Em relação à transferência dos fundos de pensões da banca, e mesmo antes da analisar de uma forma mais profunda este negócio – o que será feito seguidamente – interessa recordar um episódio que revela bem a incompetência técnica do actual ministro das Finanças e a forma fácil como cede em relação aos interesses dos grupos económicos. No negócio dos fundos dos bancários, Vítor Gaspar já tinha aceite que a banca entregasse como activos títulos da dívida pública a preços nominais, que são muitos inferiores aos preços actuais de mercado. Isto permitiria aos bancos comprar no mercado títulos a um preço muito inferior ao preço que ia entregar ao Estado embolsando, desta forma, fácil e rapidamente centenas de milhões de euros de lucros à custa do erário público. E esta negociata só não foi para a frente porque a Direcção Geral da Concorrência da União Europeia se opôs. Mas logo a seguir Vítor Gaspar e os banqueiros engendraram uma solução visando satisfazer os interesses da banca como iremos mostrar.

 

O grande negócio da banca que transferiu
as responsabilidades para o Estado

 

O Governo colocou em discussão pública, através da separata n.º 5 do Boletim do Trabalho e Emprego de 9.12.2011, disponível para todos no sítio http://bte.gep.mtss.gov.pt/, o projecto de decreto-lei que procede à transferência das responsabilidades referentes aos trabalhadores reformados da banca e dos activos que garantem o pagamento dessas responsabilidades.

E contrariamente ao que sucedeu com a transferência dos fundos de pensões da Portugal Telecom e da Marconi, em que, de acordo com o n.º 2 do art.º 2.º do Decreto-Lei 140-B/2010 que regulou essas transferências, os respectivos activos (numerário e títulos de dívida pública portuguesa) foram transferidos para a CGA e constituído um fundo autónomo para garantir o pagamento das pensões, em relação aos reformados da banca o projecto de decreto-lei deste Governo nada diz sobre o que acontecerá aos respectivos activos (6000 milhões de euros), nomeadamente que entidade do Estado ficará responsável pela gestão e rentabilização desses activos. Está-se perante uma grave omissão e uma falta de transparência que não devia deixar tranquilo nem os reformados da banca, nem os trabalhadores nem os respectivos sindicatos, nem os contribuintes.

Enunciado 1
Pode reescrever as linhas da listagem entre a que contém "<item>woodland</item>, it would be much appreciated." e a que contém "M298 0L0 0L0 51L1 197L298 196Z", inclusive, trocando "background" por "exterior" e deixando todo o resto igual?

Dados de entrada
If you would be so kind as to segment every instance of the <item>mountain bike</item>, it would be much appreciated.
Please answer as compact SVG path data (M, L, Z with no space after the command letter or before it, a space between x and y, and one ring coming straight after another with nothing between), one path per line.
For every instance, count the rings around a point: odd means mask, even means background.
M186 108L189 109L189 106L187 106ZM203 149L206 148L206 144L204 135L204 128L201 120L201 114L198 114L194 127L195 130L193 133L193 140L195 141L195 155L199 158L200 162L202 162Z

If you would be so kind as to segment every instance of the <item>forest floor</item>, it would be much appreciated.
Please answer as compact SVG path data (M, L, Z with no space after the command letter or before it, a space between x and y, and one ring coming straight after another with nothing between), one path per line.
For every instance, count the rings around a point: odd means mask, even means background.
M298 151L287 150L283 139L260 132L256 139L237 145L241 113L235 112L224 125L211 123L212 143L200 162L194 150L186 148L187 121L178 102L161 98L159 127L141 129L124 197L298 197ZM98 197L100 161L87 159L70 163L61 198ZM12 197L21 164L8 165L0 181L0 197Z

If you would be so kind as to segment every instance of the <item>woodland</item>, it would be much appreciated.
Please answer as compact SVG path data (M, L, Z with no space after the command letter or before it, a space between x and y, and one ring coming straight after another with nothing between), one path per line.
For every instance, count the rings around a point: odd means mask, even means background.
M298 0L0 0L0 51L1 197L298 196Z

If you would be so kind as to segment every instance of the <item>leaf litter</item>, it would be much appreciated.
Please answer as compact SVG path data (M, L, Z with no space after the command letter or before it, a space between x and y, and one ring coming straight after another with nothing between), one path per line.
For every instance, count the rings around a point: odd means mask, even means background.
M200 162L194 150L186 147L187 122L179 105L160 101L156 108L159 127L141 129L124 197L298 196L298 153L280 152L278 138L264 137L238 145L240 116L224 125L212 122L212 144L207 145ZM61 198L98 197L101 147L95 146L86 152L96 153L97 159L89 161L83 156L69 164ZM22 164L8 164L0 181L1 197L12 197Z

Enunciado 2
Segundo o texto sobre a transferência dos fundos de pensões da banca, quem não deveria ficar tranquilo perante a omissão do projecto de decreto-lei? Enumere todos.

Resposta 1
If you would be so kind as to segment every instance of the <item>woodland</item>, it would be much appreciated.
Please answer as compact SVG path data (M, L, Z with no space after the command letter or before it, a space between x and y, and one ring coming straight after another with nothing between), one path per line.
For every instance, count the rings around a point: odd means mask, even means exterior.
M298 0L0 0L0 51L1 197L298 196Z

Resposta 2
- os reformados da banca
- os trabalhadores
- os respectivos sindicatos
- os contribuintes